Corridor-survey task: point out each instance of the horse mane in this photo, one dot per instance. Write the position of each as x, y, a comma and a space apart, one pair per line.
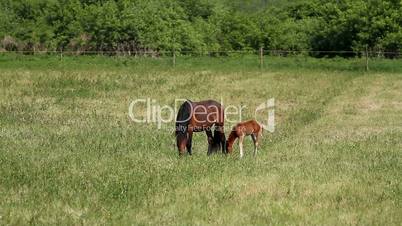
232, 136
183, 118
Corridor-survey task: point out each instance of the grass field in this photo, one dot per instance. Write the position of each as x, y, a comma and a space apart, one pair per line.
70, 155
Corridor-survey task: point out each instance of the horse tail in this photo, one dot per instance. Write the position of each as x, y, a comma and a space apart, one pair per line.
183, 118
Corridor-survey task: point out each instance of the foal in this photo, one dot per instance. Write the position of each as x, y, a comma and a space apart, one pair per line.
241, 130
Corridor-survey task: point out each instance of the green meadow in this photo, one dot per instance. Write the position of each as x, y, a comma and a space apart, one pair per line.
70, 155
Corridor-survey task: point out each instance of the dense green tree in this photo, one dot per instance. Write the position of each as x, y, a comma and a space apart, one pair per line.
127, 26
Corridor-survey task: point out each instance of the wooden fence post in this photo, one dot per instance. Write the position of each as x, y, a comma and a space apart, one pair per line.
261, 57
367, 58
174, 58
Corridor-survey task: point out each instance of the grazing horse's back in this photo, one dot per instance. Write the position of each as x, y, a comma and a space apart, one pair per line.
198, 117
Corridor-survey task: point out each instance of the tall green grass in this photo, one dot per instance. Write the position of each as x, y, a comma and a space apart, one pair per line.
70, 155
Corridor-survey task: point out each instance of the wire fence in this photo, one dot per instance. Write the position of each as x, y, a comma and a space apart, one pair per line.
261, 56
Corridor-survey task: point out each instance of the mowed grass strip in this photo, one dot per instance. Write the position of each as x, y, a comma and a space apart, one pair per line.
69, 153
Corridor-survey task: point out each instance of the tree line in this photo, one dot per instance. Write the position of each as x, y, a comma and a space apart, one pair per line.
202, 26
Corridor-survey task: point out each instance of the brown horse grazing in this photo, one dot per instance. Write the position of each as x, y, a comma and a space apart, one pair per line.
198, 117
241, 130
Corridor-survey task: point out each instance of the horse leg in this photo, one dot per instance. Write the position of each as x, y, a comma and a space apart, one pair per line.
181, 145
223, 139
241, 139
210, 141
255, 141
190, 142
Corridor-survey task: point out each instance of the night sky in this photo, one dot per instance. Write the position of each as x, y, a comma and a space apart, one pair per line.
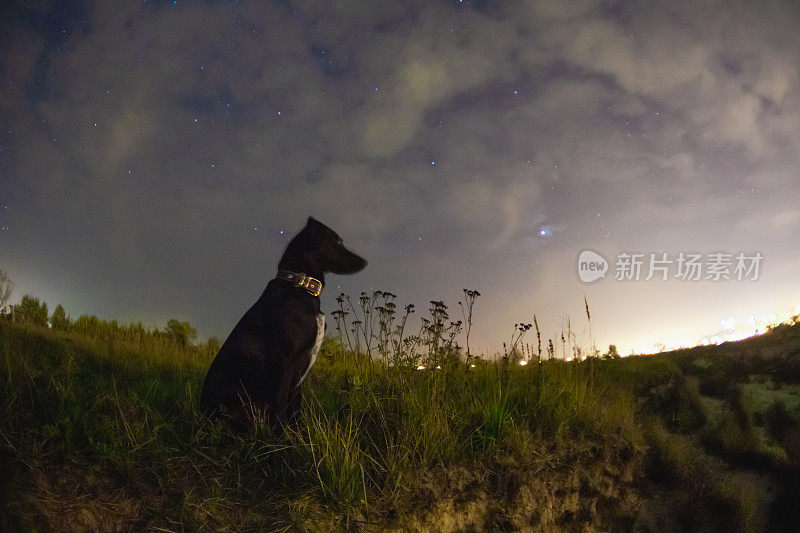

********************

What is being asked:
Starting at the line that contains "Corridor-survey task: point out each instance of the horse leg", please write out every line to the end of the entries, inclusive, copied exactly and with pictures omitted.

Result of the exercise:
Corridor-survey task: point out each instance of the horse leg in this photo, one dot per instance. Write the position of each as x, y, a comma and a space apart, one pair per line.
181, 145
223, 139
241, 139
210, 141
255, 141
190, 142
Corridor-survey task: point out each instance of the night sky in this photo, one dot per instance. Write the position of each as x, y, a comma and a space apart, one pair per line.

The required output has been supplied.